▶ _TASK GOAL_
Reproduce exactly the lines below, starting with the line that contains "Target: pink knitted blanket" and ending with the last line of the records, both included, and nothing else.

▶ _PROVIDED DATA_
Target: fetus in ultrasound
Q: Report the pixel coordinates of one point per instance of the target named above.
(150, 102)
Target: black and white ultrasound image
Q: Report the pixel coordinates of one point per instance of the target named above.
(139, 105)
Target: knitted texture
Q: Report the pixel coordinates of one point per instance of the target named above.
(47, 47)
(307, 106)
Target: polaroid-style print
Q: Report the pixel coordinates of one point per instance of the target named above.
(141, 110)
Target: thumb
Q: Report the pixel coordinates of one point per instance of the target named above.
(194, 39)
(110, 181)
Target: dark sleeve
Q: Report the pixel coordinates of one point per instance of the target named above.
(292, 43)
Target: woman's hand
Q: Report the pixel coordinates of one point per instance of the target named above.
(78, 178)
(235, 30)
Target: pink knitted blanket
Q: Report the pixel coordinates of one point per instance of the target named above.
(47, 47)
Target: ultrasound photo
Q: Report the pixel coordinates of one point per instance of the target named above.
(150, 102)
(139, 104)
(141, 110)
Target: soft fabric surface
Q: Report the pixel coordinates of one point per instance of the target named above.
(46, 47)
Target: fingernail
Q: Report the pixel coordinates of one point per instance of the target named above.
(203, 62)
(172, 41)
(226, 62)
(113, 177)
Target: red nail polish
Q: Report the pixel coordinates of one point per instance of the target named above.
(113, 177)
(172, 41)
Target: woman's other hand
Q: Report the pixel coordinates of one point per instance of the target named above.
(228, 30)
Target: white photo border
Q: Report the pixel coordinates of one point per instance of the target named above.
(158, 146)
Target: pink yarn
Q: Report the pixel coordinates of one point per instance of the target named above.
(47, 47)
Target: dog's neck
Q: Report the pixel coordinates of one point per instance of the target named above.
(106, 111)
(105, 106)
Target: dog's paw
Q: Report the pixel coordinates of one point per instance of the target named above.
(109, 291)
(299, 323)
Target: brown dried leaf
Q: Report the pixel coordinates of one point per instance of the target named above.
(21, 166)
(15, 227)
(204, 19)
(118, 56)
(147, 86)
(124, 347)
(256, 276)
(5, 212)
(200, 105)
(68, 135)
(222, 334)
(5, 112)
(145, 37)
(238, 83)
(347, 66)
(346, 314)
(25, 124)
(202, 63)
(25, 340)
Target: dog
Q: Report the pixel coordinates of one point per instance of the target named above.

▶ _SOLUTION FOR THIS PROBLEM_
Target: pink knitted blanket
Q: Report the pixel coordinates of one point per instance of the target named above.
(47, 47)
Target: ultrasound photo
Q: Report the pixel coordinates of one point per instance of the target named above.
(150, 102)
(139, 104)
(141, 110)
Target: soft fabric surface
Q: Report the pixel coordinates of one point per instance of the target named above.
(46, 47)
Target: fingernail
Q: Report the pixel coordinates of one point per instance of the target named above.
(203, 62)
(172, 41)
(226, 62)
(113, 177)
Target: red nail polish
Q: Report the pixel coordinates of one point per instance of the target named above.
(113, 177)
(172, 41)
Target: woman's other hand
Q: Report the pixel coordinates of one point per instance of the target named above.
(228, 30)
Target: white photo border
Q: Report the pixel coordinates of one point per instance of the target named above.
(158, 146)
Target: pink yarn
Q: Report the pixel coordinates of one point per instance of the target named above.
(47, 47)
Target: dog's neck
Q: Report the pixel coordinates of one point per instance of the target named above.
(106, 111)
(105, 106)
Target: dog's paw
Q: Report the pixel coordinates of one point per instance of the target named above.
(109, 291)
(299, 323)
Target: brown dried leaf
Q: Report the pixel coordinates of one point per instance of the target named above.
(21, 166)
(15, 227)
(204, 19)
(118, 56)
(147, 86)
(124, 347)
(256, 276)
(5, 212)
(200, 105)
(68, 135)
(222, 334)
(5, 112)
(145, 37)
(238, 83)
(347, 66)
(346, 314)
(25, 124)
(202, 63)
(25, 340)
Target: dog
Q: Report the pixel coordinates of one point per instance of the target named above.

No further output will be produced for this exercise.